## Trabalho a fazer
- A) No texto sobre Valdemar, em que cidade foi realizado o evento do setor equestre?
- B) Continue o texto sobre Valdemar a partir da última frase mostrada.

## Texto
Em um evento de alto padrão do setor equestre, realizado no sábado (13) na cidade paulista de Itu, ele se manifestou sobre postura da Primeira Turma do Supremo Tribunal Federal (STF) relativa ao núcleo crucial da tentativa de golpe como “exagerada”, afirmando, ainda assim, que deveria ser respeitada.

A declaração por si só já desagradaria aos bolsonaristas mais ferrenhos, só que o dirigente partidário não parou por aí e, na tentativa de defender os condenados, cometeu uma espécie de sincericídio.

“Houve um planejamento de golpe, mas nunca teve o golpe efetivamente. No Brasil, a lei diz o seguinte: ‘se você planejar um assassinato, mas não fez nada, não tentou, não é crime’. O golpe não foi crime. O grande problema nosso é que teve aquela bagunça no 8 de Janeiro e o Supremo diz que aquilo foi golpe. Olha só, que absurdo, camarada com pedaço de pau, um bando de pé de chinelo quebrando lá na frente e eles falam que aquilo é golpe”, afirmou Valdemar.

Uma liderança política do círculo íntimo de Bolsonaro afirmou à coluna da jornalista Mônica Bergamo que “quando a gente não sabe o que falar, fica quieto, cala a boca. Até o tolo, quando se cala, passa por sábio. Valdemar falou asneira, besteira”.

Outros foram menos discretos, atacando o dirigente publicamente. “Como eu sempre digo: não estamos nesta merda de dar gosto à toa”, postou em seu perfil no X (ex-Twitter) Paulo Figueiredo, que articula com o deputado federal Eduardo Bolsonaro (PL-SP) a partir dos EUA, sanções contra o Brasil em prol do ex-presidente.

Valdemar tentou voltar atrás nesta segunda (15), afirmando ao portal Metrópoles que fez sua declaração “com uma condicionante”. “Se tivesse, imagine que tivesse, vamos supor que tivesse… Foi no campo do imaginário”, tentou justificar. Mas o estrago estava feito.

Na semana passada, Valdemar também fez outra fala controversa, em entrevista à CNN,ao afirmar ter sido procurado por pessoas interessadas em lançar o nome de Fux ao Senado pelo Rio de Janeiro. O ministro completa 75 anos em 2028, idade limite para permanecer na Corte.

“Ele [Fux] vai se aposentar daqui dois anos e pode ser senador, mas não sei se ele tem interesse nisso”, disse. Obviamente, a declaração produz uma névoa a respeito de possíveis interesses do magistrado ao dar um voto muito contestado no julgamento do núcleo crucial da trama golpista.

A cara do Centrão

Poucas figuras políticas representam tão bem a “flexibilidade ideológica” do Centrão como Valdemar. Foi o oportunismo eleitoral e a conveniência política que fizeram o dirigente partidário abraçar e abrigar o bolsonarismo em sua legenda.

## Registros de uma fonte de dados
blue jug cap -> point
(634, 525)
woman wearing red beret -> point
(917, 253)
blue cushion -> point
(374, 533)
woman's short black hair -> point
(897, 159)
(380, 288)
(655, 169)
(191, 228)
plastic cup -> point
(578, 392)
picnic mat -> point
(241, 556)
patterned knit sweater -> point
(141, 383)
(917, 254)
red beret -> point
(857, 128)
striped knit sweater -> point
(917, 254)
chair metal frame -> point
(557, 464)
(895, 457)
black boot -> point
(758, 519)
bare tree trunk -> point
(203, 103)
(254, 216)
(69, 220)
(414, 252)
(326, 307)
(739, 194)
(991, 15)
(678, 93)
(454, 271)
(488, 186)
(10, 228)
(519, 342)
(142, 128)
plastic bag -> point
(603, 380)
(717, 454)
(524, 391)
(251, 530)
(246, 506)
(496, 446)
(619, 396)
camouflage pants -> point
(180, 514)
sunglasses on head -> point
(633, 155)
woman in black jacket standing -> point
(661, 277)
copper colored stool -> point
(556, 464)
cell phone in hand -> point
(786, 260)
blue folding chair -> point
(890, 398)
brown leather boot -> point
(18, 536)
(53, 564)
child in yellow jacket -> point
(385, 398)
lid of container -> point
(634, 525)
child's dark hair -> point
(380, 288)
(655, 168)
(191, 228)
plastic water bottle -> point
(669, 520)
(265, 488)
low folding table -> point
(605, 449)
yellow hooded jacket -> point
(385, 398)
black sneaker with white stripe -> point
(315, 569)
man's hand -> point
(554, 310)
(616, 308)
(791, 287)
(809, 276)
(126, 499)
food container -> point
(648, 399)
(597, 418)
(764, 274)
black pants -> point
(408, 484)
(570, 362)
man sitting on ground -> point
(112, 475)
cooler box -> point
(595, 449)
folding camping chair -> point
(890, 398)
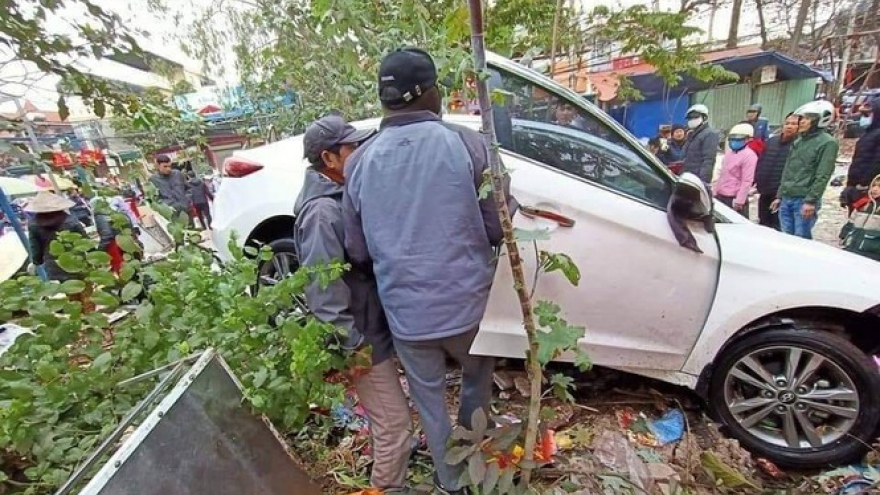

## Respostas por tarefa
- A) Na cidade paulista de Itu.

- B)
Em outubro de 2024, o presidente do PL admitiu que a sigla contava com “alas extremistas”, mas que era na verdade uma legenda direitista. “Somos um partido de direita, mas temos várias pessoas de extrema direita. Eu não sou de extrema, sou de direita. Tenho relação com o pessoal do PT, PSB, do PDT”, afirmou na ocasião.

A propósito, na mesma entrevista Valdemar chamou os extremistas dos atos de 8 de janeiro de 2023 de “golpistas”, afirmando depois que “essa expressão foi mencionada pelos repórteres durante a conversa, razão pela qual a utilizei, mas que não reflete minha opinião pessoal sobre o que aconteceu naquele dia”.

O fato é que a maioria dos parlamentares da legenda hoje se alinha à extrema direita. Valdemar viu no poder de mobilização destas figuras uma possibilidade de crescimento de suas bancadas no Legislativo o que se traduz, também em aumento da fatia do fundo partidário.

Em 2022, o PL elegeu 76 deputados, superando os 54 eleitos pelo PSL, então legenda da Jair Bolsonaro, em 2018. Com novas filiações, em especial de aliados do ex-presidente vindos de outras siglas, o partido alcançou 96 cadeiras no fim de 2024, consolidando ainda mais o posto de detentor da maior bancada da Câmara.

Traduzindo em outros números, isso significa o montante de R$ 194,1 milhões recebidos pelo fundo partidário em 2025.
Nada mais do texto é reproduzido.